Text excerpt ->
Introduction: Star Wars Rebel Alliance Pendant in Fine Silver
So I decided to follow Instructables advise and I've switched paper for metal.
In the following steps. I will show you how to use PMC sheet (Precious metal clay sheet) to make a quilled pendant in real silver.
This is the first time I make a quilled pendant in fine silver. It has been a lot of fun but also a lot of learning; and in the end, it was very rewarding. As a good geeky Star Wars fan, I decided to make the Rebel Alliance symbol for this first attempt.
I hope you enjoy doing yours and, of course you can follow the same technique to make any design you want
If you notice some grammar errors and typos, please let me know. English is not my first language so any suggestions to make my instructable better are very welcomed.
First Prize in the
Quilling Contest 2016
Step 1: Safety Advises
This work involves handling, firing and sanding metal clay. Appropiate safety measures must be taken to avoid accidents.
Wash your hands after you finish working with metal clay
Do not eat and work at the same time
Do not use kitchen items as tools. If you do, do not use it again for food.
When torch firing: wear safety glasses all the time, keep an extinguisher nearby, make sure you have an appropiate surface for torch firing. Tip: torch firing bricks are available at a very reasonable prices. Avoid any distractors when torch firing (kids, pets, cell phones, etc). Keep flamable items and liquids away.
Do not touch the metal piece after firing, it is extremely hot and you can suffer serious burns if you do.
When sanding, wear a dust mask and safety glasses
Step 2: Materials
You will need:
A precious metal clay sheet (PMC sheet). These are sold at specialized jewerly supplies stores. If you do not know where to buy one, just google "PMC sheet" and choose the supplier that is most convenient for you. The average price is around $15 USD/sheet. Word of advise: If you live outside the USA, check your specific customs rules before ordering to make sure you will be allowed to import it to your country.
A fine brush
A soft wire brush
Non flammable firing brick or a safe and fire resistant surface for torch firing
Sand paper for finishing (600, 1200, 2000)
A small sterling silver jumpring
A coffe heater or a reptile heat mat (optional)
An agate burnisher (optional)

Brief 1 ->
Answer these questions about the silver pendant tutorial:
(a) Which symbol was chosen for the first fine silver pendant?
(b) What is the average price given for a PMC sheet?
(c) Which grits of sandpaper are listed for finishing?
Brief 2 ->
Write the next part of the silver pendant tutorial, picking up right after its materials list.

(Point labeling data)
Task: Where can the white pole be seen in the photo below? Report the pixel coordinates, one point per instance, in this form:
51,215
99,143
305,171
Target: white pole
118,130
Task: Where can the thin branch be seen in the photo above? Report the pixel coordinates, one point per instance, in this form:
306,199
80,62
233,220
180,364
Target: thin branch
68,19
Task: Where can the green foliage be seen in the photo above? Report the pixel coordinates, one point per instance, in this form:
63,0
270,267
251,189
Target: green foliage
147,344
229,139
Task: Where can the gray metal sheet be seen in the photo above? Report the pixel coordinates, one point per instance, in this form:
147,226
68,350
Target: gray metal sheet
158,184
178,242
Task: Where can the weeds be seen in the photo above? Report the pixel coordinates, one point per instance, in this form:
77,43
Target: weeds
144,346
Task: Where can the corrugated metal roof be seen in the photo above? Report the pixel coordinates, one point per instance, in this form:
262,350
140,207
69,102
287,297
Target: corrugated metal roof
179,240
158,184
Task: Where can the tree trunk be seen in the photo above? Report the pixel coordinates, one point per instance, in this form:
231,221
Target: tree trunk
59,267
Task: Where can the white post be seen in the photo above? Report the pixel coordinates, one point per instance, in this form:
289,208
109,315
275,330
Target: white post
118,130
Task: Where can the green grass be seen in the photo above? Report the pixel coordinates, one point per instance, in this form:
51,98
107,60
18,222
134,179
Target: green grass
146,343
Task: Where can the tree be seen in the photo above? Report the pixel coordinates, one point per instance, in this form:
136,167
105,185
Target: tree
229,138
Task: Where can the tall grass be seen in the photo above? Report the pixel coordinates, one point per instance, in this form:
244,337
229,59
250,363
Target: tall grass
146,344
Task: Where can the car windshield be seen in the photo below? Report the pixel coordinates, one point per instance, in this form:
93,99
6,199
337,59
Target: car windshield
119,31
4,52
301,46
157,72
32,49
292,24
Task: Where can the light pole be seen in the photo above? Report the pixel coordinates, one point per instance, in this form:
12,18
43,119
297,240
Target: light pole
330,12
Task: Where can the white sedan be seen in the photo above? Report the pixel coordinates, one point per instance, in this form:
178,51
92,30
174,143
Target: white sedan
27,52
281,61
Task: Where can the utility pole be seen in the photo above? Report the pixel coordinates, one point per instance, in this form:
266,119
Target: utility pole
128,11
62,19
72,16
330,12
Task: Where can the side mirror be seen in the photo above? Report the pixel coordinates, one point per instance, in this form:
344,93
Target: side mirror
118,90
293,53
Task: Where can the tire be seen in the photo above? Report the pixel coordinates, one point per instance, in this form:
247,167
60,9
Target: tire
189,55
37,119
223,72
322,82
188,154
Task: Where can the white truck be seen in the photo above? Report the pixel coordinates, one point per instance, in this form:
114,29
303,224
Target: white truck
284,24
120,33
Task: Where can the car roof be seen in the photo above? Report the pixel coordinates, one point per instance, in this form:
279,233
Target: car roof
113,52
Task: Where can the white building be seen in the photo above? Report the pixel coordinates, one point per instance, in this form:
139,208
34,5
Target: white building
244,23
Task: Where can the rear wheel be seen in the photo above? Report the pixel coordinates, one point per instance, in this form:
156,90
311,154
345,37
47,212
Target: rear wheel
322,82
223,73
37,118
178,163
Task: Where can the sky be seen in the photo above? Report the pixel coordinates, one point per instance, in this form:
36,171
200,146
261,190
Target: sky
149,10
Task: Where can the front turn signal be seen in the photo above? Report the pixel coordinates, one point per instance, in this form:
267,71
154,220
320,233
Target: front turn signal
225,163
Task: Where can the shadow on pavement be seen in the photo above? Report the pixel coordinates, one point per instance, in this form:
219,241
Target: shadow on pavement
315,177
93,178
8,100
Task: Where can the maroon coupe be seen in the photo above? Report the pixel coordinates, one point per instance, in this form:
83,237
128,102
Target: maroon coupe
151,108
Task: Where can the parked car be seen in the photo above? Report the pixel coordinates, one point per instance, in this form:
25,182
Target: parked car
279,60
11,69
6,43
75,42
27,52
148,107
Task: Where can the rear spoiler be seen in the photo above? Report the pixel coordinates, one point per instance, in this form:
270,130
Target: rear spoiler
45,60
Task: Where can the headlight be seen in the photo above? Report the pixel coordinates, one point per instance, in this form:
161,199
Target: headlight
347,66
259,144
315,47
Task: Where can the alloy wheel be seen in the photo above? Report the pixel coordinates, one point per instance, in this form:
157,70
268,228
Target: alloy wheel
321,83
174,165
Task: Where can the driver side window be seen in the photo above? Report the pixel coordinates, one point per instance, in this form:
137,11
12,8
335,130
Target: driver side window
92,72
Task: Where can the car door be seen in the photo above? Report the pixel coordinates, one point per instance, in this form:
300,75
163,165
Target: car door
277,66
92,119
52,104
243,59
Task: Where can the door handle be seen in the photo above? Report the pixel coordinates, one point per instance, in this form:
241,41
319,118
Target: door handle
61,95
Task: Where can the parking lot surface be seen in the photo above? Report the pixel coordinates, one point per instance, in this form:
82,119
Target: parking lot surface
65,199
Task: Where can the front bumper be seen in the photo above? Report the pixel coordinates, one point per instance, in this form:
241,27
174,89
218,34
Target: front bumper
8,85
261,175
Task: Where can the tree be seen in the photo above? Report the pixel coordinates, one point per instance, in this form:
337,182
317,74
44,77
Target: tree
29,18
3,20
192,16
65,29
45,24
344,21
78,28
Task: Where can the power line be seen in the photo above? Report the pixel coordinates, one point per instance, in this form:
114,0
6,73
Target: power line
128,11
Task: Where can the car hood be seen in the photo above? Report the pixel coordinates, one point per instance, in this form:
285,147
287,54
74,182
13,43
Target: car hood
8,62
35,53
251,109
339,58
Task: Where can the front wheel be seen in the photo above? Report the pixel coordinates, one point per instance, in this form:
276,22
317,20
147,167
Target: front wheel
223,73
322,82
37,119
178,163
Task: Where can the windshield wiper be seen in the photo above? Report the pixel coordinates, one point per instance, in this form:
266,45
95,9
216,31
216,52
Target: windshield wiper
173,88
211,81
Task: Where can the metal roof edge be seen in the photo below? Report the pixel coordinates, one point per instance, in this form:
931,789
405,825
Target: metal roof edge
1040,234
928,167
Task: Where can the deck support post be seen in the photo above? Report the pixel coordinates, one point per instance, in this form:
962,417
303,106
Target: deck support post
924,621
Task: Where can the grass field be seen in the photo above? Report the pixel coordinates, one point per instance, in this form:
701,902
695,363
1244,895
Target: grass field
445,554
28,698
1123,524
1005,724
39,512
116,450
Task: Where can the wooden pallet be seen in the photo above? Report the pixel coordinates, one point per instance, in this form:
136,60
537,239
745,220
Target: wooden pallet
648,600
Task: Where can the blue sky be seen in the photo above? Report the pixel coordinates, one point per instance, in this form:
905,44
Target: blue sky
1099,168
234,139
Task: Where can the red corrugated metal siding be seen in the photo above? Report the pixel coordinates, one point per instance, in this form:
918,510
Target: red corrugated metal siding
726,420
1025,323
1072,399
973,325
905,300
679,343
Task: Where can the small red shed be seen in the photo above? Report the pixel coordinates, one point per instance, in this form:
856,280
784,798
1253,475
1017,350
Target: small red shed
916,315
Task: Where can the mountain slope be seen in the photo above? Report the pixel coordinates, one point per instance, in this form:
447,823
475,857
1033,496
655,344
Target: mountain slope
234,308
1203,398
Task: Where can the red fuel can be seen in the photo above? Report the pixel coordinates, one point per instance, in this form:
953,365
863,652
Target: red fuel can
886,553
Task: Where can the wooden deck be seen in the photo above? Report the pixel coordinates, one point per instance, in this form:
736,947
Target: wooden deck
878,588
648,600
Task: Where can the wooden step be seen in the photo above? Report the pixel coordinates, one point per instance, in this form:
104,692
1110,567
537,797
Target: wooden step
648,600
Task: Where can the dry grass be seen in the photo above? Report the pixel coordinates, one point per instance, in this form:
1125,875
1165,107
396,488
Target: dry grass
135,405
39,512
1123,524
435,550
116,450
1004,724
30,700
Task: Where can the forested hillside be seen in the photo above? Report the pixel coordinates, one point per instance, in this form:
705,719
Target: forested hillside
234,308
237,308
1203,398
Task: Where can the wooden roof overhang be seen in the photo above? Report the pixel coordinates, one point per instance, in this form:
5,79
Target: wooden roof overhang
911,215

Final answer 1 ->
(a) The Rebel Alliance symbol.
(b) Around $15 USD per sheet.
(c) 600, 1200 and 2000.

Final answer 2 ->
Lots of patience
Step 3: Making Strips
The PMC sheet is made out of .999 fine silver and organic binders. It is soft to touch and it can be treated like paper, however it is not as stiff as paper, it is more flexible. Be gentle when working it.
Using a ruler and a pencil, make 3 mm marks on the PMC sheet
Cut the strips using a exacto knife
Since the PMC sheet measures 6 x 6 cm, in order to make larger strips, we need to join the strips together.
To join them, damp the strips ends using the tip of the brush and a little bit of water. Put one end strip on top of the other and join by softly pressing them together. Be careful, if you add more water than the needed one, the strip will desintegrate.
It is not easy to tell the exact amount of water, you will learn by trial and error. I advise you to make a small test with a spare strip before attempting the real thing.
If you want to create strongest bonds, cut a small piece of the strip, add water until you form a paste, use that paste on top of the strip joint to strength the union.
Step 4: Making the Frame
Print and cut the attached pattern,
To make the frame, join 3 PMC strips together.
Glue the strip to your pattern as showed in the pictures. Work carefully and slowly.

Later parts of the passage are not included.